[[ INFORMATION GIVEN, beginning ]]
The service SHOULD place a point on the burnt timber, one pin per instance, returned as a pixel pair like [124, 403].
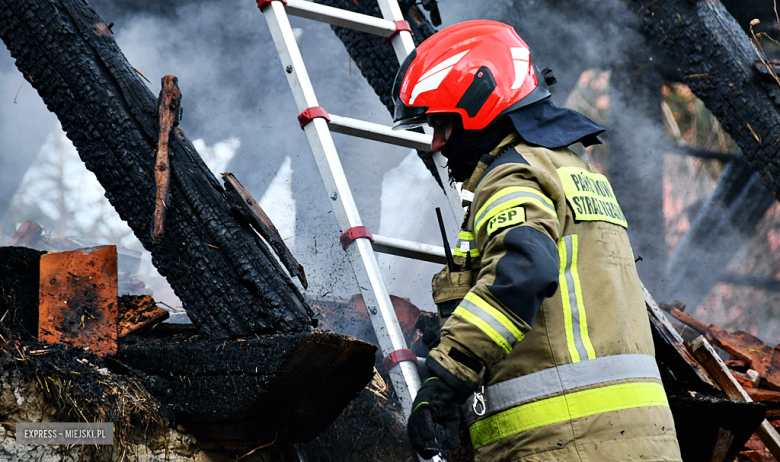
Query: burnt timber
[229, 282]
[244, 393]
[715, 58]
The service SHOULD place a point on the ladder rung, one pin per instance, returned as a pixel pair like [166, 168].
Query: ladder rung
[339, 17]
[409, 249]
[379, 132]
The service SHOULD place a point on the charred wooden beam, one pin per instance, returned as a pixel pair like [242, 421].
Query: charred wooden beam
[679, 370]
[716, 60]
[701, 420]
[711, 361]
[19, 273]
[230, 287]
[752, 351]
[169, 114]
[246, 206]
[240, 394]
[724, 223]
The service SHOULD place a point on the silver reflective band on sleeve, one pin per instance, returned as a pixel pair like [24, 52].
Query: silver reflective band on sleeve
[513, 392]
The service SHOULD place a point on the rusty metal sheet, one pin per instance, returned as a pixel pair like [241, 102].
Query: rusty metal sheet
[137, 313]
[78, 299]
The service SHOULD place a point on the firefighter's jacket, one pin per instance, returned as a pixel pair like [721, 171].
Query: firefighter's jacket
[556, 315]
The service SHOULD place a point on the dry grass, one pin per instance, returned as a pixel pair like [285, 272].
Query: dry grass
[78, 387]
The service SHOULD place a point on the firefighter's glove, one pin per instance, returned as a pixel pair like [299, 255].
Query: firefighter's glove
[433, 423]
[449, 288]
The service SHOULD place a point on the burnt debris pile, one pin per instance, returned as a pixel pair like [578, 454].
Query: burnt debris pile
[97, 357]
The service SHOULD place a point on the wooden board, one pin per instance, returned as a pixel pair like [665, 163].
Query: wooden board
[706, 354]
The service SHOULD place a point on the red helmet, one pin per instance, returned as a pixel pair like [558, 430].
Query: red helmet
[478, 69]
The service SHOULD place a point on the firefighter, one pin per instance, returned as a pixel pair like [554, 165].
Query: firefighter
[546, 340]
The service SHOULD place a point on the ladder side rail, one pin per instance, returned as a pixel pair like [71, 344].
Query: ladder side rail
[409, 249]
[341, 18]
[379, 132]
[360, 253]
[404, 45]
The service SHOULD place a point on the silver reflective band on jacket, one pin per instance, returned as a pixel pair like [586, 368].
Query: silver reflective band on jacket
[510, 393]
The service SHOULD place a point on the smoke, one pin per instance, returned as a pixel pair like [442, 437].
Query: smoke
[233, 87]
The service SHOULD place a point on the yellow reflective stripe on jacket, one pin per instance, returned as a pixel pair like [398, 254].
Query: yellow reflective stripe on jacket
[467, 244]
[567, 407]
[512, 197]
[575, 319]
[489, 320]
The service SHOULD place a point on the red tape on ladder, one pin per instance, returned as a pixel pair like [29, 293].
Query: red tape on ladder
[264, 3]
[312, 113]
[397, 356]
[356, 232]
[400, 26]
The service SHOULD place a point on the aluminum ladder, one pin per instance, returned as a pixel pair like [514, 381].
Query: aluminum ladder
[357, 241]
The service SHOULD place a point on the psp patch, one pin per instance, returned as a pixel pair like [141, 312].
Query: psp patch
[505, 219]
[590, 196]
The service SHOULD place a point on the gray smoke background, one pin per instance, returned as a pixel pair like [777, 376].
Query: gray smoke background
[233, 86]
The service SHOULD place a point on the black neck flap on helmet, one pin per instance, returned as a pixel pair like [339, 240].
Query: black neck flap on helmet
[547, 125]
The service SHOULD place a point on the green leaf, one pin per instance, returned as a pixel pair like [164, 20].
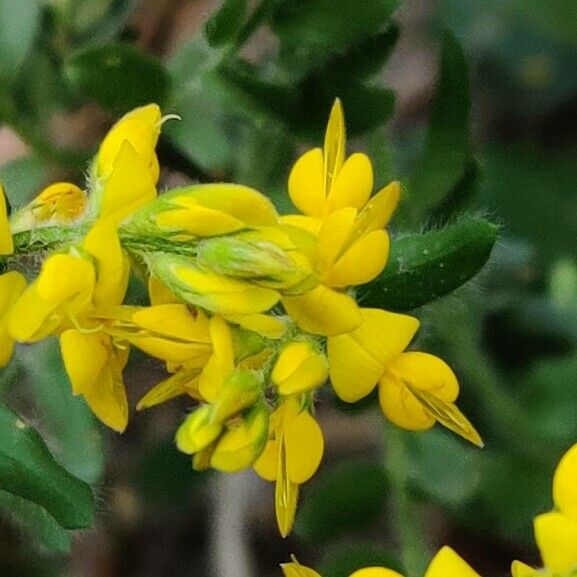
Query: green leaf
[443, 467]
[223, 26]
[19, 24]
[425, 267]
[312, 31]
[66, 418]
[346, 497]
[27, 469]
[447, 149]
[118, 76]
[36, 522]
[346, 559]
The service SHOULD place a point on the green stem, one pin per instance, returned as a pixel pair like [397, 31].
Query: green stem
[414, 549]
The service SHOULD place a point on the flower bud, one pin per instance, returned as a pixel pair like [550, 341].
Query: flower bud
[242, 443]
[198, 431]
[238, 392]
[300, 367]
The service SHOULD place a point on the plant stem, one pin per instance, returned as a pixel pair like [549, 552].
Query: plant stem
[414, 549]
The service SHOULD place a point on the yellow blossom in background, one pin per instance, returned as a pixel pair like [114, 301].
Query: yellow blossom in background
[60, 203]
[446, 563]
[415, 389]
[291, 457]
[556, 531]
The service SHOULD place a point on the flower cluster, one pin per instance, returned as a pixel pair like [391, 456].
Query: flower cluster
[555, 534]
[251, 312]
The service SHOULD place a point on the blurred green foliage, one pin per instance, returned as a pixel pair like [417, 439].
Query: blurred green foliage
[510, 333]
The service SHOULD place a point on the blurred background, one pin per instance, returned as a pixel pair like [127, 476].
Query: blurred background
[473, 106]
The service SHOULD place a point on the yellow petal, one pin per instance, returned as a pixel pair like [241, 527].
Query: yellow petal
[304, 446]
[358, 359]
[197, 432]
[182, 382]
[448, 414]
[353, 185]
[323, 311]
[107, 397]
[199, 221]
[140, 128]
[565, 483]
[378, 211]
[361, 262]
[103, 244]
[6, 242]
[159, 293]
[380, 572]
[241, 444]
[30, 318]
[295, 569]
[286, 498]
[221, 363]
[306, 184]
[12, 285]
[334, 146]
[556, 537]
[129, 186]
[266, 325]
[519, 569]
[446, 563]
[174, 320]
[84, 357]
[63, 277]
[334, 236]
[427, 372]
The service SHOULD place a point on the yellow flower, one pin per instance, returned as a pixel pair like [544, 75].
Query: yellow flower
[[ INFORMATION GIVEN, end ]]
→ **YOUR ASSIGNMENT**
Write every record out again exactly; no pictures belong in the copy.

→ **ANSWER SECTION**
The service SHOULD place a point on the burnt timber, one pin per instance, returned as a pixel pair like [124, 403].
Query: burnt timber
[229, 282]
[244, 393]
[715, 58]
The service SHOULD place a point on the ladder rung, one pin per instance, returned as a pixel pair like [166, 168].
Query: ladder rung
[339, 17]
[409, 249]
[379, 132]
The service SHOULD place a point on the charred wooden beam, one pin per instance, returned as a pixel pair like [242, 421].
Query: charred wooden beam
[679, 370]
[716, 60]
[701, 420]
[711, 361]
[19, 273]
[230, 287]
[752, 351]
[169, 114]
[246, 206]
[240, 394]
[724, 223]
The service SHOULD place a point on the silver reflective band on sleeve, one pin per instance, returned as a pixel pair like [24, 52].
Query: silver reflective band on sleeve
[513, 392]
The service SHOULD place a point on the rusty metal sheet, one pin per instance, returned as a pixel pair like [241, 102].
Query: rusty metal sheet
[137, 313]
[78, 299]
The service SHOULD place a point on the firefighter's jacket, one pin per instance, returned as a pixel pair like [721, 171].
Query: firefighter's jacket
[556, 315]
The service SHOULD place a point on the dry grass, one pin per instance, returned as a pixel pair like [285, 272].
Query: dry grass
[78, 387]
The service SHOULD place a point on the firefighter's glove, one pin per instance, returned as a pixel pair like [299, 255].
Query: firefighter's glove
[433, 423]
[449, 288]
The service SHOULD place a point on the burnt debris pile, one pin per instance, returned as a pixel pair like [578, 454].
Query: burnt debris pile
[97, 357]
The service SHOULD place a point on the wooden board, one pin per instance, returned as a pixel pair like [665, 163].
Query: wooden board
[706, 354]
The service SHOULD place a point on the red helmet, one pin per instance, returned as a pixel pair like [558, 430].
Query: red helmet
[478, 69]
The service SHOULD place a point on the firefighter, one pin per instance, returned as a pixel pair like [554, 165].
Query: firefighter
[546, 340]
The service SHOULD place a point on the ladder side rail, one pin per instance, returned as a pixel pair like [71, 344].
Query: ladder side rail
[409, 249]
[341, 18]
[379, 132]
[360, 253]
[404, 45]
The service SHOULD place a point on the silver reflective band on jacket, one pin per instance, returned as a pixel pair like [586, 368].
Query: silver reflective band on jacket
[510, 393]
The service SHOULD place a point on the smoke, one pin per instance, returned as a pixel pair like [442, 437].
Query: smoke
[233, 87]
The service SHOULD place a point on the yellow reflective stripe on jacket, one pin per instance, returned as a pixel pair like [398, 254].
Query: yellow reflective stripe on jacket
[467, 244]
[567, 407]
[512, 197]
[575, 319]
[489, 320]
The service SHOULD place a point on the red tape on ladder, one pin per instance, returned as a pixel pair like [29, 293].
Query: red tape on ladder
[264, 3]
[312, 113]
[397, 356]
[356, 232]
[400, 26]
The service SHOULD place a point on the aluminum ladder, one pin per instance, returned as a pixel pair like [514, 381].
Query: aluminum ladder
[357, 241]
The service SHOULD place a point on the psp patch, one pin per instance, returned as a pixel pair like [141, 312].
Query: psp patch
[505, 219]
[590, 196]
The service SHOULD place a point on the gray smoke background, one pin per instance, returned as a pixel pair like [777, 376].
Query: gray smoke background
[233, 86]
The service SHOULD place a point on the black neck flap on helmet, one pin per instance, returned as a pixel pair like [339, 240].
Query: black neck flap on helmet
[547, 125]
The service SHOULD place a point on the green leaf, one pin per instance, returned as a pixel pair like [164, 20].
Query: green leaf
[443, 467]
[223, 26]
[19, 24]
[425, 267]
[312, 31]
[66, 418]
[346, 497]
[27, 469]
[447, 149]
[118, 76]
[36, 522]
[346, 559]
The service SHOULD place a point on the green stem, one pin per instance, returned as a pixel pair like [397, 31].
Query: green stem
[414, 549]
The service SHOULD place a point on the flower bud, one pin per instance, returned as a pixel pair like [550, 341].
Query: flower bud
[242, 443]
[198, 431]
[238, 392]
[300, 367]
The service SHOULD place a point on the plant stem, one pin per instance, returned as a pixel pair like [549, 552].
Query: plant stem
[414, 549]
The service SHOULD place a point on the yellow blossom in background, one pin per instance, returned as a pixel pair like [114, 301].
Query: yellow blossom in background
[60, 203]
[446, 563]
[415, 389]
[291, 457]
[556, 531]
The service SHOULD place a point on the flower cluster, one pin per instance, returned as a pixel pair like [391, 456].
Query: flower cluster
[555, 534]
[251, 312]
The service SHOULD place a point on the blurred green foliage, one pin per instance, returned as a pixel pair like [417, 439].
Query: blurred green foliage
[510, 333]
The service SHOULD place a point on the blurred background, one pin per instance, returned as a pixel pair like [127, 476].
Query: blurred background
[473, 106]
The service SHOULD place a point on the yellow petal, one pin per instance, returned as a pixel pair like [241, 527].
Query: yellow petal
[304, 446]
[358, 359]
[197, 432]
[182, 382]
[448, 414]
[353, 185]
[323, 311]
[107, 397]
[199, 221]
[140, 128]
[565, 483]
[378, 211]
[361, 262]
[103, 244]
[6, 242]
[159, 293]
[380, 572]
[241, 444]
[30, 318]
[295, 569]
[286, 498]
[221, 363]
[306, 184]
[12, 285]
[334, 146]
[556, 537]
[129, 186]
[266, 325]
[519, 569]
[446, 563]
[174, 320]
[84, 357]
[63, 277]
[334, 236]
[427, 372]
The service SHOULD place a point on the yellow flower, one pin per instance, returned as a pixel pair like [544, 75].
Query: yellow flower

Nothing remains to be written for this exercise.